- **Problem details**: Filter the data below and copy out every line that contains the string "person". The match is case-sensitive.

--- Data supplied ---

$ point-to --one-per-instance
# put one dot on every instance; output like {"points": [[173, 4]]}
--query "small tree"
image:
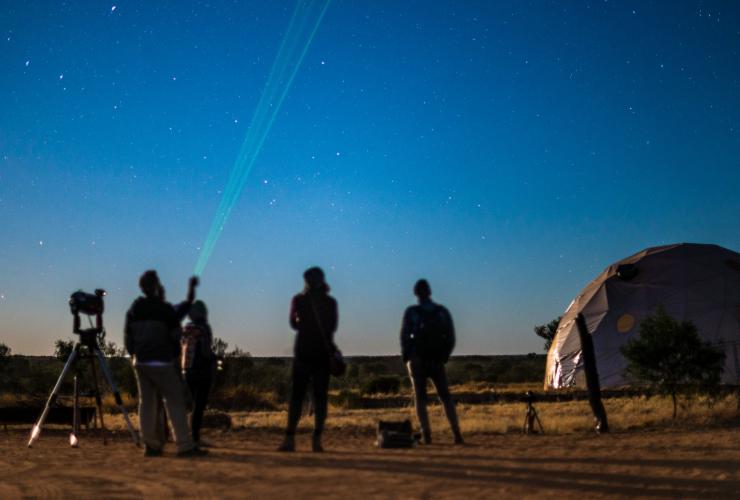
{"points": [[548, 331], [4, 358], [670, 357]]}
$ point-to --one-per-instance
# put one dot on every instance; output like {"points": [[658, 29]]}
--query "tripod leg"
{"points": [[36, 431], [73, 441], [537, 419], [119, 402], [98, 399]]}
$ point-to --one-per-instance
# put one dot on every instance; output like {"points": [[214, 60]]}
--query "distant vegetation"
{"points": [[548, 331], [671, 358], [246, 382]]}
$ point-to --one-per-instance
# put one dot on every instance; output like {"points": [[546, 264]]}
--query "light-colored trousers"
{"points": [[156, 382]]}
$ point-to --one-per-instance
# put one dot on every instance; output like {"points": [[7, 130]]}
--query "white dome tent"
{"points": [[695, 282]]}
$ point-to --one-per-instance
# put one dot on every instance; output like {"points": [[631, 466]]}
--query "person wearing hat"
{"points": [[197, 363], [313, 314]]}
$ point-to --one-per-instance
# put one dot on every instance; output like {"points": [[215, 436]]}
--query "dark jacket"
{"points": [[197, 349], [411, 322], [152, 331], [310, 344]]}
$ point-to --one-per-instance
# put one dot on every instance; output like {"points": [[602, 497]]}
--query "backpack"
{"points": [[195, 348], [434, 338]]}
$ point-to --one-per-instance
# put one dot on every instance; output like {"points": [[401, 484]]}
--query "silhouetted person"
{"points": [[197, 363], [313, 314], [427, 340], [152, 338]]}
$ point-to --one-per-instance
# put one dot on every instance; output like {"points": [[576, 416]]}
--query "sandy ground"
{"points": [[667, 464]]}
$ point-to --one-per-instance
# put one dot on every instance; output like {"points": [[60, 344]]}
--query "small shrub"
{"points": [[386, 384], [670, 357]]}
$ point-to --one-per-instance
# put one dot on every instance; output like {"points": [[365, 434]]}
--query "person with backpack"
{"points": [[313, 314], [152, 338], [197, 362], [427, 341]]}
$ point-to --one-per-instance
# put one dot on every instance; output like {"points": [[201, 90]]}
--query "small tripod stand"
{"points": [[88, 341], [531, 419]]}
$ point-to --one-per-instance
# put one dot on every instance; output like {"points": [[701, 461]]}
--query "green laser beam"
{"points": [[284, 69]]}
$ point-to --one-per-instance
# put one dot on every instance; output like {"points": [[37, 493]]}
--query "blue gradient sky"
{"points": [[507, 151]]}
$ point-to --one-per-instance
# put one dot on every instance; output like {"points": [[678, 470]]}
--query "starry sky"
{"points": [[506, 150]]}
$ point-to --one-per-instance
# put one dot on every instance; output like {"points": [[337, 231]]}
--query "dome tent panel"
{"points": [[695, 282]]}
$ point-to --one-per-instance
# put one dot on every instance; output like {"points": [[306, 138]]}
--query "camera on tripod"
{"points": [[529, 398], [90, 304], [87, 303]]}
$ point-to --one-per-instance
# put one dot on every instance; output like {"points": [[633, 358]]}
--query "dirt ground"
{"points": [[667, 464]]}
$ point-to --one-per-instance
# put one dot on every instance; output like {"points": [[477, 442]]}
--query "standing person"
{"points": [[313, 314], [152, 338], [427, 340], [197, 362]]}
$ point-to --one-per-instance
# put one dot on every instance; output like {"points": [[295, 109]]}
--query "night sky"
{"points": [[506, 151]]}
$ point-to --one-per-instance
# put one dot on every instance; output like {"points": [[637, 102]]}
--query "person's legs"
{"points": [[173, 392], [439, 378], [200, 386], [148, 409], [299, 384], [419, 383], [320, 378]]}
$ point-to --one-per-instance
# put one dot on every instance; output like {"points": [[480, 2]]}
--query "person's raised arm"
{"points": [[407, 329], [128, 336], [192, 285], [294, 320]]}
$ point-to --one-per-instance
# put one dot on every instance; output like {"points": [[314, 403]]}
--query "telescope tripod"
{"points": [[88, 339], [532, 421]]}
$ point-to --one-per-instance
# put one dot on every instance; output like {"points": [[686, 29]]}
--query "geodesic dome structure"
{"points": [[695, 282]]}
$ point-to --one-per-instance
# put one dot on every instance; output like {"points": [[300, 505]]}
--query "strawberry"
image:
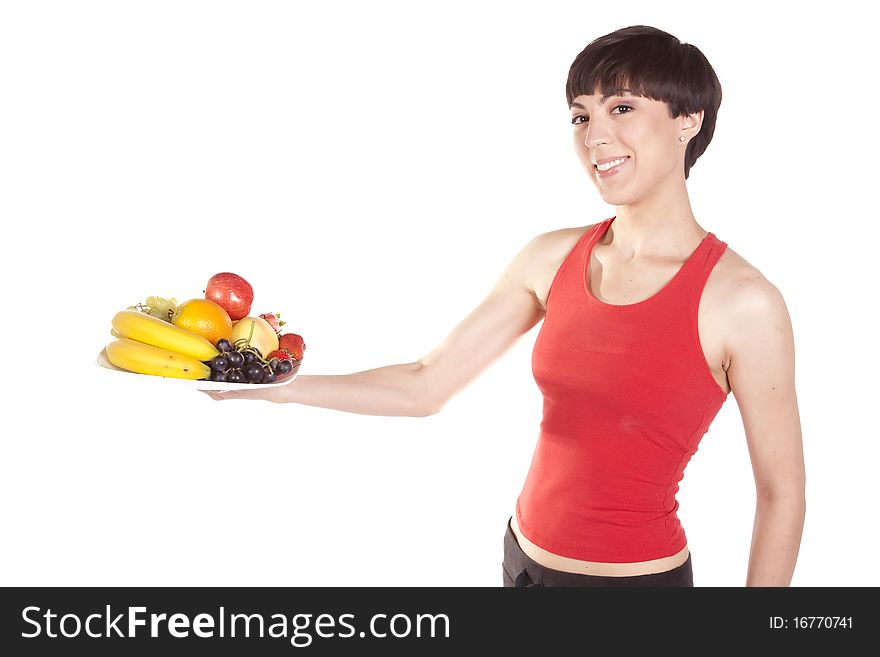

---

- **Result for this task**:
--query "person wearing hat"
--query "silhouetted person"
--query "person with backpack"
--query "standing person"
--query "person's legs"
--query "person's raised arm"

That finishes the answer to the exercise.